→ INSTRUCTION A
Answer these questions from the passage on JanusNode text tools:
(i) Which folder contains the 'eecummings' folder?
(ii) Which function from JanusNode's predecessors has been removed?
(iii) What does 'Randomize' do?

EECummingsfication is user-configurable. It uses three files in the 'eecummings' folder which is inside the 'JanusNode Resources' folder. You can add items to and delete items from these files to customize the way eecummingsfication functions. Eecummingsfication works by looking for subword elements which can be interestingly 'isolated' from their context. The file 'EndCuts' contains strings that may possibly be isolated from the front if they appear in the text. (Since the tools apply by chance, there is no guarantee that any isolation will actually be made.) For example, if the word 'be' appears in the 'FrontCuts' file, then the word 'babe' might be split into 'ba' and return & 'be' when the tool is applied. Here the word 'be' is isolated from the front. The file 'EndCuts' contains strings that may (probabilstically) be isolated from the end if they appear in the text. For example, if the word 'be' also appears in the 'EndCuts' file, then the word 'bear' might be split into 'be' and return & 'ar' when the tool is applied. Here the word 'be' is isolated from the end. Note that such isolation would not occur from the appearance of the word 'be' in the 'FrontCuts' file. The 'FrameMe' file contains strings that will be isolated from both sides at once' If 'be' appears in that file, then the word 'unbearable' might be split up as 'un', return, 'be', return, and 'arable'- with 'be' isolated (= 'framed') from both sides at once.


'Dadaize' will randomly choose words from the original text and print them in a randomly-arrayed manner. There are two forms, representing sampling with or without replacement. If you choose 'No replacement' each word from the original text will be used at most once in each round (though you may ask your JanusNode to go through the original text multiple times, by setting the output size to an integer higher than the number of words in the input). Some of you may recognize this as the orginal formula for producing Dadaist poetry, as conceived of by the patron saint of JanusNodes, Tristan Tzara: "And here you are a writer, infinitely original and endowed with a sensibility that is charming though beyond the understanding of the vulgar". If you choose 'With replacement', a single word from the original text may be chosen more than once. Note that punctuation that is separated by a space from any word will be treated as word by the Dadaize function, so by adding such spaces one can have random punctuation in the Dadaized text.


'Random sentences' will randomly print entire sentences from the original text, sampling without replacement: in other words, it's like the Dadaize function, but works with sentences instead of words.


[Note to long-time users: 'Replace terms', a function which appeared in JanusNode's predecessors, has been removed. The 'Make A Rule' function (described below) became so much better than 'Replace Terms' was that it became misleading to allow users the choice between the two. If you want to see what a text would look like with its terms randomly replaced, use the 'Make A Rule' function to make an executable rule from the text, and then execute the rule. You can also use the 'Replace Words' function to replace specific user-chosen words.]


'Randomize' will randomly swap words in the text.

→ INSTRUCTION B
Gather every line of the listing that contains the word "white", and note that case counts.

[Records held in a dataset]
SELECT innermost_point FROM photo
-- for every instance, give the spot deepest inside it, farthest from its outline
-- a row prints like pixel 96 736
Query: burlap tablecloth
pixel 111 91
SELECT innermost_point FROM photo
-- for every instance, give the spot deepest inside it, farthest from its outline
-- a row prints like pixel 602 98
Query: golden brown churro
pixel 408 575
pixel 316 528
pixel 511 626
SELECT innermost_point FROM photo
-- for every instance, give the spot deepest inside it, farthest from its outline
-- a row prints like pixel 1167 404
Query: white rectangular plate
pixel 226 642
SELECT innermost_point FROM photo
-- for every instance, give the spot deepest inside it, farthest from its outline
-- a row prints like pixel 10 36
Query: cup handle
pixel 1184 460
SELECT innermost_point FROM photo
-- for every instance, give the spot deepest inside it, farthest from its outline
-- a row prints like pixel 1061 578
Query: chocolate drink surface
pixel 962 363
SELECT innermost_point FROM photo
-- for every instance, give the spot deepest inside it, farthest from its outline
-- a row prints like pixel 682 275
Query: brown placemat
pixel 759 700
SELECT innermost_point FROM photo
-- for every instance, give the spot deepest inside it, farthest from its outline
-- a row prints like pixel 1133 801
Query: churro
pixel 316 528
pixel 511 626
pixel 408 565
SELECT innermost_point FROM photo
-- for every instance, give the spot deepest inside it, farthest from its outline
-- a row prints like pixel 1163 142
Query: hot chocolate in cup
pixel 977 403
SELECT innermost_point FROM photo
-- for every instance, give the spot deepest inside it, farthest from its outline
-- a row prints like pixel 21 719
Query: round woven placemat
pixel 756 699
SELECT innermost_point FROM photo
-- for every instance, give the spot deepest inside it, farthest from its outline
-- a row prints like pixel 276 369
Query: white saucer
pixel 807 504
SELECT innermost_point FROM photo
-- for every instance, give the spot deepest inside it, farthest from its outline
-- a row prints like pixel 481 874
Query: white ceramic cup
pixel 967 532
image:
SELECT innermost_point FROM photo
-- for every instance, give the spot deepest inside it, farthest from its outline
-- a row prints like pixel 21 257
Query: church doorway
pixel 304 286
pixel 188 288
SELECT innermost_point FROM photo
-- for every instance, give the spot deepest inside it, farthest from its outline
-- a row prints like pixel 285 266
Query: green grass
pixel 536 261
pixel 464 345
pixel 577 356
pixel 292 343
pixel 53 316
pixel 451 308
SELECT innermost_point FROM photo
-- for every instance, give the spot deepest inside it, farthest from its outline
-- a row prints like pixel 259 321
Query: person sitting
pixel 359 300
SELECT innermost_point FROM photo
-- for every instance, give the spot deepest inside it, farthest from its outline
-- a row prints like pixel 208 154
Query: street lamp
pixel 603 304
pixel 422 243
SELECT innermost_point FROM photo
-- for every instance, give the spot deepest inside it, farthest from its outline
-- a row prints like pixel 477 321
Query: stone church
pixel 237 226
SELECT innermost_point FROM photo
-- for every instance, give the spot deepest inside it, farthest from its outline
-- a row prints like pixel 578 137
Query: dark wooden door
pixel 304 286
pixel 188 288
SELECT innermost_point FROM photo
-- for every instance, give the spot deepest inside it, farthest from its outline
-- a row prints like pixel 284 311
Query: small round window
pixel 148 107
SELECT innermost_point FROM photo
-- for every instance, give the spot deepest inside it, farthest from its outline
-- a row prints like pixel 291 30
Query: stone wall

→ FULL ANSWER A
(i) The 'JanusNode Resources' folder.
(ii) 'Replace terms'.
(iii) It randomly swaps words in the text.

→ FULL ANSWER B
Query: white rectangular plate
Query: white saucer
Query: white ceramic cup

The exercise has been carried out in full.